Note on the material below: return exactly the lines from the line that holds "Target: dark brown fur" through the line that holds "x=597 y=107", and leave out each picture.

# Provided material
╭──
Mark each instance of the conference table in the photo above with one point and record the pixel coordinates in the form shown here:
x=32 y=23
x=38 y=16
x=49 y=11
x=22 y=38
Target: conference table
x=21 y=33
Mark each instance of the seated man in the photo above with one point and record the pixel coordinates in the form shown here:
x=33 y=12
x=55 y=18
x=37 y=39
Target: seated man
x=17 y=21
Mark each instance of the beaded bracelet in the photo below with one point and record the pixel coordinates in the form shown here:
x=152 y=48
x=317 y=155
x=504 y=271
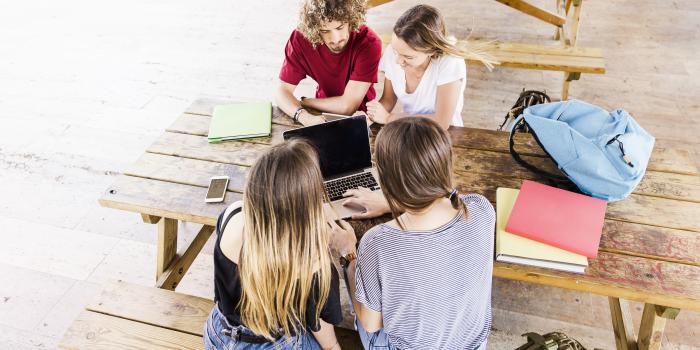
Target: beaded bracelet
x=295 y=117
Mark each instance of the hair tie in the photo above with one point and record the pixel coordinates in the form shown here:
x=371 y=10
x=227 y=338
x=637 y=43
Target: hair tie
x=452 y=194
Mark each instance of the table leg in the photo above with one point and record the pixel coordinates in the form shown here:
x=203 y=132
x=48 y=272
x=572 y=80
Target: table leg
x=651 y=328
x=622 y=324
x=167 y=244
x=174 y=273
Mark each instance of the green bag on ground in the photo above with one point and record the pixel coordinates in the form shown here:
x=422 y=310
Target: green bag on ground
x=550 y=341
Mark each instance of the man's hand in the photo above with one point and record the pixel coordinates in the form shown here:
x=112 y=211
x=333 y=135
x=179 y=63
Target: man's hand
x=308 y=119
x=376 y=112
x=374 y=203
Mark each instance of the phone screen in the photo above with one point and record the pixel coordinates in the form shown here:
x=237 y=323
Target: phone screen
x=217 y=188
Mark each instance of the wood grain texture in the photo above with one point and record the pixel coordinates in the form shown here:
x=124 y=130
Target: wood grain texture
x=195 y=124
x=187 y=170
x=656 y=184
x=620 y=237
x=150 y=219
x=537 y=12
x=635 y=208
x=622 y=324
x=624 y=276
x=205 y=106
x=154 y=306
x=197 y=147
x=651 y=329
x=141 y=195
x=664 y=158
x=96 y=331
x=167 y=244
x=620 y=276
x=174 y=273
x=533 y=56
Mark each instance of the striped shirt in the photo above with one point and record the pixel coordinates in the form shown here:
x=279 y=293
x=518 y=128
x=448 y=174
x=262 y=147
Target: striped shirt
x=433 y=288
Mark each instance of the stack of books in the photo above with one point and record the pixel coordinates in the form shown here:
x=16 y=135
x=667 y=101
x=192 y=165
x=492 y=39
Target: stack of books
x=544 y=226
x=240 y=121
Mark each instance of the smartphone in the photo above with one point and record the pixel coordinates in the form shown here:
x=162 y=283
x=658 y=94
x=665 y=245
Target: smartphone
x=217 y=189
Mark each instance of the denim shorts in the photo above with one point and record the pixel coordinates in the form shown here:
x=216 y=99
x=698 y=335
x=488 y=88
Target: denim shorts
x=379 y=340
x=217 y=337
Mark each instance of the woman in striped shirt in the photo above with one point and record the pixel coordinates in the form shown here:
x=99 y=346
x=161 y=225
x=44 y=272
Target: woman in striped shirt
x=422 y=280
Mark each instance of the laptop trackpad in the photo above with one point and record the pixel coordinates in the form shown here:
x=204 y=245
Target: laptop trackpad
x=345 y=212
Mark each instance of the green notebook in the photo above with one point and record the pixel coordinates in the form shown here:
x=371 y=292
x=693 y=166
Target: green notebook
x=240 y=121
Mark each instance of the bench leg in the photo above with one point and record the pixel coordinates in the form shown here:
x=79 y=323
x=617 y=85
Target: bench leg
x=568 y=78
x=575 y=22
x=167 y=244
x=622 y=324
x=651 y=328
x=173 y=274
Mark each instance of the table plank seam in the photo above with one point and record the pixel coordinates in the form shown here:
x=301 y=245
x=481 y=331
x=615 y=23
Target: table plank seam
x=88 y=308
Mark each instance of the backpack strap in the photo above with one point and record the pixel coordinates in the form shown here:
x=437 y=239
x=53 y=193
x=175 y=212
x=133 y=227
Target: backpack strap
x=521 y=123
x=222 y=221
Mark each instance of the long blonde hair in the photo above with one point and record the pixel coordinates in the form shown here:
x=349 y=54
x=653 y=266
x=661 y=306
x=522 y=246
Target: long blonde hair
x=423 y=29
x=414 y=164
x=285 y=241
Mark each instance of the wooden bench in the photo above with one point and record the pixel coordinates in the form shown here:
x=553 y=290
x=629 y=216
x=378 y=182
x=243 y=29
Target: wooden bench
x=564 y=56
x=127 y=316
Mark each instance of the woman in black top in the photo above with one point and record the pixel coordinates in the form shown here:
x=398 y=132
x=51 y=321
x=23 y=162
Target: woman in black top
x=275 y=285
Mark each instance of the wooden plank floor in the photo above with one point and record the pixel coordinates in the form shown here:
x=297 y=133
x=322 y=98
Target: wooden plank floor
x=87 y=86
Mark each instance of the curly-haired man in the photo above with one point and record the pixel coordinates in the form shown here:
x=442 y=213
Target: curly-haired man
x=332 y=46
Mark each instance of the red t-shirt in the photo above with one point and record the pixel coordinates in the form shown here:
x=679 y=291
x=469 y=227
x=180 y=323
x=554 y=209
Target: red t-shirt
x=359 y=61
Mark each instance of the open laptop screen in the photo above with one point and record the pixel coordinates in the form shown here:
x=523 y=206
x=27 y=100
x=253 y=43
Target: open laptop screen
x=342 y=145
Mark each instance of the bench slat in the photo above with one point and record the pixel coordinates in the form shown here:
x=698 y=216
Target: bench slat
x=154 y=306
x=669 y=244
x=534 y=11
x=95 y=331
x=620 y=275
x=533 y=56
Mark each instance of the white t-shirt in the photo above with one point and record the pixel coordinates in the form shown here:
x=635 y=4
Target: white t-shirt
x=443 y=70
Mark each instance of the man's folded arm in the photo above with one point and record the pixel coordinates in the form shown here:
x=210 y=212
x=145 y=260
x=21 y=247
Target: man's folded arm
x=346 y=104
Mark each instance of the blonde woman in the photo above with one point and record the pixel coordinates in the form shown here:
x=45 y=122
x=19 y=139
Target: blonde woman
x=422 y=280
x=275 y=285
x=423 y=70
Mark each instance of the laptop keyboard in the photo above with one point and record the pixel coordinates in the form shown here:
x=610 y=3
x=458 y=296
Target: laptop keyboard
x=336 y=188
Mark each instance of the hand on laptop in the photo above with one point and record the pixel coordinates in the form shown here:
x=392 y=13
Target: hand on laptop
x=308 y=119
x=376 y=112
x=374 y=203
x=343 y=239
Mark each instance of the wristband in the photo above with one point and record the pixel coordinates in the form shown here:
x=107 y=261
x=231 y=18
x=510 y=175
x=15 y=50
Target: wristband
x=295 y=117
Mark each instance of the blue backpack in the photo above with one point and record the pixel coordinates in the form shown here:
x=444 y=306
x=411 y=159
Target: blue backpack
x=605 y=154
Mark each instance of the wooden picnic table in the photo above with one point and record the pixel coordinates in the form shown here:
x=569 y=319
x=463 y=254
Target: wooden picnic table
x=649 y=251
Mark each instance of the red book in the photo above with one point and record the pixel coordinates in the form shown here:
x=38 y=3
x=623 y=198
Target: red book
x=560 y=218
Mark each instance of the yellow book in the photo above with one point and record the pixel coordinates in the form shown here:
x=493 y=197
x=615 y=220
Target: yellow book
x=520 y=250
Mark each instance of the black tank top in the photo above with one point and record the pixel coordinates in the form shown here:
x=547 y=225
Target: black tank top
x=227 y=288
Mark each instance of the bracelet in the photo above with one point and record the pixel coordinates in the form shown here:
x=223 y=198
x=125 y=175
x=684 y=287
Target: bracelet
x=295 y=117
x=332 y=347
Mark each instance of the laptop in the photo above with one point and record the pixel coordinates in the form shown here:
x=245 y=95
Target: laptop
x=344 y=157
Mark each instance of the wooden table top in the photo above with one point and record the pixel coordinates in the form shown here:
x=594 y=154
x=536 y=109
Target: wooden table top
x=649 y=250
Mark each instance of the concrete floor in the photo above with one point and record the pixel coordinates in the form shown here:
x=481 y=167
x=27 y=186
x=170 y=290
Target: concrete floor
x=86 y=86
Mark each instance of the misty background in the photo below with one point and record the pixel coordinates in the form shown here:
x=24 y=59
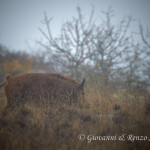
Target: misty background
x=104 y=41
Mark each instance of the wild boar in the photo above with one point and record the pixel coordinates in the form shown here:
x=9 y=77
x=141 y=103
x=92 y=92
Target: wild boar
x=42 y=86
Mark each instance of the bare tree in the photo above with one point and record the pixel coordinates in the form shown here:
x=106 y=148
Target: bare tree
x=112 y=43
x=73 y=47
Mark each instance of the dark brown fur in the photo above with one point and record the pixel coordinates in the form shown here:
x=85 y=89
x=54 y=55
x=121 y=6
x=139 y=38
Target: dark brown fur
x=37 y=86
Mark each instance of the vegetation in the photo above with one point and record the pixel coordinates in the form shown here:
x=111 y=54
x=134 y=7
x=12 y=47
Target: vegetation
x=117 y=97
x=44 y=127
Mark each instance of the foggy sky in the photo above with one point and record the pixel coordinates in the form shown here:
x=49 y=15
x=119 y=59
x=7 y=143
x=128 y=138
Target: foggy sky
x=20 y=19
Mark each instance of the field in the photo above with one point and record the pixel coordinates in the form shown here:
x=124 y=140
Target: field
x=100 y=122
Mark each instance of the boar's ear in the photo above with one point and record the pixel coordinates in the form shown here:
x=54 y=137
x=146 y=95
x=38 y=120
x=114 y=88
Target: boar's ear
x=80 y=86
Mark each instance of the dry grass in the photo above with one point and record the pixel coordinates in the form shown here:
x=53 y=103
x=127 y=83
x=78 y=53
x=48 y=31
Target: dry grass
x=45 y=127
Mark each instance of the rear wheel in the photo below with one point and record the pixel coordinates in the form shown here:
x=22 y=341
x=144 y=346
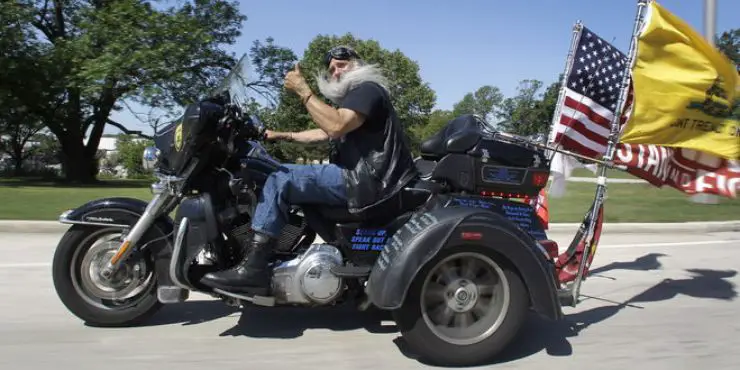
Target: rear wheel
x=127 y=298
x=463 y=308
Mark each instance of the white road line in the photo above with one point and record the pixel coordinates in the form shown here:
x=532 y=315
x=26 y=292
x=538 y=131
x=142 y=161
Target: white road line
x=670 y=244
x=24 y=265
x=604 y=246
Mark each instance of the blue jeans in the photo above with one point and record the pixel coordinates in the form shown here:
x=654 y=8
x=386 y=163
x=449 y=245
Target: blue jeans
x=296 y=184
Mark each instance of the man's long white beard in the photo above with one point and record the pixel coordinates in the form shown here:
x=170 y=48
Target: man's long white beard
x=337 y=90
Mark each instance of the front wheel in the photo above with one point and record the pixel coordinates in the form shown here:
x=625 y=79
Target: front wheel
x=125 y=299
x=463 y=308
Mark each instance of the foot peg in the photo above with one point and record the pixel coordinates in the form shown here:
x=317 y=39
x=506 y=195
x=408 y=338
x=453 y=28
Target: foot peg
x=257 y=300
x=172 y=294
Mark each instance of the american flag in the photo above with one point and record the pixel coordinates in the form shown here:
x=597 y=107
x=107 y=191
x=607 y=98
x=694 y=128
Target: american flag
x=592 y=91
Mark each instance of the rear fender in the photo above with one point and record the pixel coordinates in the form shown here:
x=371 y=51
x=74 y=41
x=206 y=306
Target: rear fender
x=426 y=234
x=124 y=212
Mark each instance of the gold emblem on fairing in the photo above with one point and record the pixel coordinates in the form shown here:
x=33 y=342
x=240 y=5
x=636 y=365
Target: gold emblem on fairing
x=178 y=137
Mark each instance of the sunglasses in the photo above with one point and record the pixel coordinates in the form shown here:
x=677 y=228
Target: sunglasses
x=340 y=53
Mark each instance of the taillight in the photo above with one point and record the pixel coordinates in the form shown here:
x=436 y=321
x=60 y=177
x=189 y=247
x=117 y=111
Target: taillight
x=540 y=178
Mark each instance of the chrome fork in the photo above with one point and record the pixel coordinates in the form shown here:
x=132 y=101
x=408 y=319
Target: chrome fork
x=151 y=212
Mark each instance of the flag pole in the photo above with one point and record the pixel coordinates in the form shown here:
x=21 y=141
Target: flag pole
x=577 y=27
x=589 y=226
x=710 y=29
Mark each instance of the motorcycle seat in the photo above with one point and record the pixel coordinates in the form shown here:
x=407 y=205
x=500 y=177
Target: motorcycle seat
x=458 y=136
x=414 y=195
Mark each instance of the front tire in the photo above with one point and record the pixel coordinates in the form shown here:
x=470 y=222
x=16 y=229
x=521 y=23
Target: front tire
x=463 y=308
x=129 y=298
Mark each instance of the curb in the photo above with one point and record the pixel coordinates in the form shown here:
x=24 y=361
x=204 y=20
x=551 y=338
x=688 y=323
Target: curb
x=53 y=227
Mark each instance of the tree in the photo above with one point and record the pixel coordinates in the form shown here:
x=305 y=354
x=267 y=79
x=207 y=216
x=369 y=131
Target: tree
x=483 y=102
x=93 y=54
x=21 y=100
x=129 y=150
x=729 y=44
x=530 y=111
x=411 y=96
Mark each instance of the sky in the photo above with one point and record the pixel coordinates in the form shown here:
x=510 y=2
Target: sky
x=459 y=45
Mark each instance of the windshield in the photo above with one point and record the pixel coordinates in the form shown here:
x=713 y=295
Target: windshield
x=236 y=83
x=236 y=86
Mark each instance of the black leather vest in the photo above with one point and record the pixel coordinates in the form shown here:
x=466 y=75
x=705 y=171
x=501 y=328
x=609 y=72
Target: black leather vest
x=376 y=165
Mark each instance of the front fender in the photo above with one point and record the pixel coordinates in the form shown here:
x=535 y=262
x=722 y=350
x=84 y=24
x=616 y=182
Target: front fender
x=123 y=212
x=425 y=234
x=114 y=211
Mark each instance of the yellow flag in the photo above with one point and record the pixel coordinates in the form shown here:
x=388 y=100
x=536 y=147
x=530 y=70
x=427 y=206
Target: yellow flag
x=685 y=90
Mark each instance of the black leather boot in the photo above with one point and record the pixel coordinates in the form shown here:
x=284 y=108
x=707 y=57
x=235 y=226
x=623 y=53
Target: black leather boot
x=251 y=275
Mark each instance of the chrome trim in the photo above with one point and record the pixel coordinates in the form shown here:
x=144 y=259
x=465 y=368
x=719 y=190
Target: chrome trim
x=137 y=231
x=150 y=157
x=177 y=250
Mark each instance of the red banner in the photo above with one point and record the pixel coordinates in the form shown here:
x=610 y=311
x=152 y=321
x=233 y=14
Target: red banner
x=687 y=170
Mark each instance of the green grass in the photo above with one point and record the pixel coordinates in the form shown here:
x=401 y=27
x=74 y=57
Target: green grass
x=45 y=200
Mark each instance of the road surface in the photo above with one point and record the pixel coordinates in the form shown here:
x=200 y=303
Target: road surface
x=656 y=302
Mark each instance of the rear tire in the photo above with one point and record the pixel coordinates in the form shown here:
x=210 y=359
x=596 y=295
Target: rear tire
x=483 y=307
x=130 y=299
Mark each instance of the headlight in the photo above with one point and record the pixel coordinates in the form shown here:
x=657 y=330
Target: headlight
x=150 y=158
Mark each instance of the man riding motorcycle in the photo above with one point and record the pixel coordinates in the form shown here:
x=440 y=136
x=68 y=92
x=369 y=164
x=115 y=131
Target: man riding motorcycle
x=370 y=160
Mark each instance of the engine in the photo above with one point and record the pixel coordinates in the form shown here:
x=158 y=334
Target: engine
x=307 y=279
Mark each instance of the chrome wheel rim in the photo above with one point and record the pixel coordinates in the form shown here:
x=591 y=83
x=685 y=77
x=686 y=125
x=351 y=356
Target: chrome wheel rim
x=465 y=298
x=126 y=288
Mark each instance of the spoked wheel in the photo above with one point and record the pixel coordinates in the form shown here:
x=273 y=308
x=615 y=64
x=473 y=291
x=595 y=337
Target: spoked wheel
x=463 y=308
x=126 y=298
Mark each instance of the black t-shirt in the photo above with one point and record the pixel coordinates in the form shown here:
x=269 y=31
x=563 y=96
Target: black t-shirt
x=368 y=99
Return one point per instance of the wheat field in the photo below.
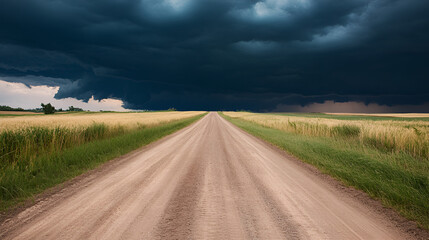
(411, 137)
(24, 138)
(73, 120)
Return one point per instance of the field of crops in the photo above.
(384, 156)
(405, 135)
(40, 151)
(23, 138)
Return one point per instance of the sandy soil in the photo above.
(208, 181)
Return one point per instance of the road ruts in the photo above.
(208, 181)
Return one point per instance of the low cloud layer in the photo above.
(30, 97)
(220, 54)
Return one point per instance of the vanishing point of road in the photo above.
(210, 180)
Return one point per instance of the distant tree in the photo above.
(48, 108)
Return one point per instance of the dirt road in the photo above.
(208, 181)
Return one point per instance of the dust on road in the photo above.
(208, 181)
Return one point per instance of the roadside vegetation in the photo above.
(387, 159)
(38, 152)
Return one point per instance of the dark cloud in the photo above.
(242, 54)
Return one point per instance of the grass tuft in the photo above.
(397, 178)
(60, 157)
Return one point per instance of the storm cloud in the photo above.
(219, 54)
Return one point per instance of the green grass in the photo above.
(19, 147)
(397, 179)
(352, 117)
(19, 182)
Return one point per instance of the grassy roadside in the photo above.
(353, 117)
(19, 184)
(397, 180)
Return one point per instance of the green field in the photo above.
(397, 178)
(43, 157)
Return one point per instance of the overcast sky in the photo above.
(265, 55)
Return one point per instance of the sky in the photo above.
(259, 55)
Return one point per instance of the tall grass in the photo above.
(65, 153)
(411, 137)
(398, 180)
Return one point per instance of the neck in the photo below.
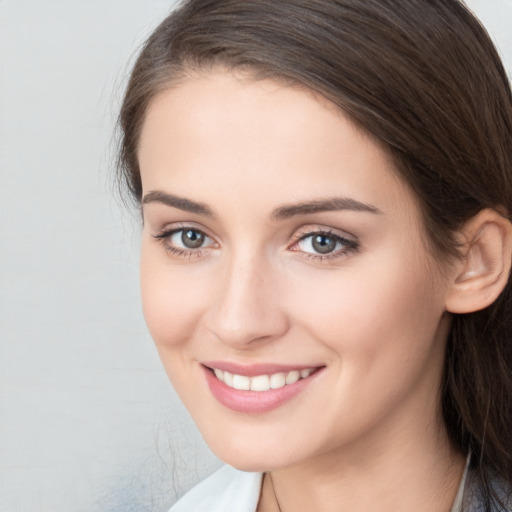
(415, 474)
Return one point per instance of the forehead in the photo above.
(218, 131)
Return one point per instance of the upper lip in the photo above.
(253, 370)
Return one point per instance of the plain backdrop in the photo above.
(88, 421)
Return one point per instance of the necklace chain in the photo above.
(274, 491)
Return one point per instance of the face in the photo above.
(284, 275)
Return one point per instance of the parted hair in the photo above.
(422, 77)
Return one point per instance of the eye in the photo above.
(188, 238)
(185, 241)
(324, 244)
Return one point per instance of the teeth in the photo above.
(262, 382)
(241, 382)
(278, 380)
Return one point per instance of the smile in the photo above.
(259, 388)
(261, 382)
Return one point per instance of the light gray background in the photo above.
(88, 421)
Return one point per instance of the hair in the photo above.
(423, 78)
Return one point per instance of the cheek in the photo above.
(383, 311)
(172, 300)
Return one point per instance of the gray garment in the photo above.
(230, 490)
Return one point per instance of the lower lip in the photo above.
(255, 401)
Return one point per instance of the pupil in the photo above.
(323, 244)
(192, 239)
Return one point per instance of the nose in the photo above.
(247, 308)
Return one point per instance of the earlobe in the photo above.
(482, 272)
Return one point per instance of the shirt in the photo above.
(230, 490)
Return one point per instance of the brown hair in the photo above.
(424, 78)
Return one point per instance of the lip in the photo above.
(255, 369)
(255, 402)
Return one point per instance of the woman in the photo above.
(326, 190)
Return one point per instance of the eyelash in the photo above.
(349, 246)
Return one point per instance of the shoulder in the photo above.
(474, 495)
(227, 490)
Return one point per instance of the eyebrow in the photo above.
(281, 213)
(323, 205)
(181, 203)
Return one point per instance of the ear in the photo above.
(482, 272)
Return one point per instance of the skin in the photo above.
(366, 433)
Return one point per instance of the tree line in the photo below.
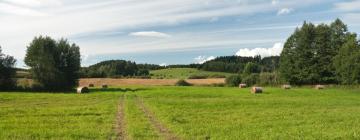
╰──
# Answer to this task
Target: dark brown fur
x=37 y=86
Mark each instance of the vegetation in the photo above with one point and record the pixel coordinates in the form shown here:
x=111 y=54
x=134 y=7
x=12 y=47
Target: vegetation
x=117 y=97
x=44 y=127
Mark each instance of the foggy sky in the photo above with one point and record the pixel coordinates in the form shown here:
x=49 y=15
x=119 y=59
x=7 y=143
x=128 y=138
Target: foggy sky
x=20 y=19
Mark each instance of the field in the photo above with one point and record the pixel coordinates in the form shown here:
x=124 y=140
Target: field
x=100 y=122
Mark each instance of the boar's ear in the photo above with one point and record the pixel coordinates in the form shown here:
x=54 y=137
x=146 y=95
x=38 y=120
x=114 y=88
Target: boar's ear
x=80 y=86
Mark each instance of the dry grass in the photo above with one point and record the pixel coordinates in the form shown here:
x=53 y=103
x=127 y=83
x=78 y=53
x=48 y=31
Target: dry grass
x=45 y=127
Mark each instance of the rear wheel in the photo below with one point and record the pixel coordinates in the form shown here:
x=22 y=341
x=144 y=346
Target: rear wheel
x=127 y=298
x=463 y=308
Mark each instance of the white road line in the photo above with one point and record the pixel coordinates in the form shown here:
x=532 y=315
x=26 y=292
x=538 y=131
x=142 y=161
Target: white road line
x=670 y=244
x=24 y=265
x=604 y=246
Mark each instance of the blue jeans in the photo above with one point and record the pixel coordinates in the form shown here:
x=654 y=8
x=386 y=163
x=449 y=245
Target: blue jeans
x=296 y=184
Mark each instance of the man's long white beard in the photo above with one point and record the pixel coordinates in the form shown here:
x=170 y=48
Target: man's long white beard
x=337 y=90
Mark each instance of the front wheel in the photo above with one point and record the pixel coordinates in the form shown here:
x=625 y=79
Target: front wheel
x=125 y=299
x=463 y=308
Mark each instance of the foot peg in the photo above with one point and record the pixel coordinates in the form shown here:
x=317 y=39
x=506 y=195
x=408 y=338
x=453 y=28
Target: foot peg
x=257 y=300
x=172 y=294
Mark each instance of the american flag in the photo above with one point and record the pixel coordinates in the form shown here:
x=597 y=107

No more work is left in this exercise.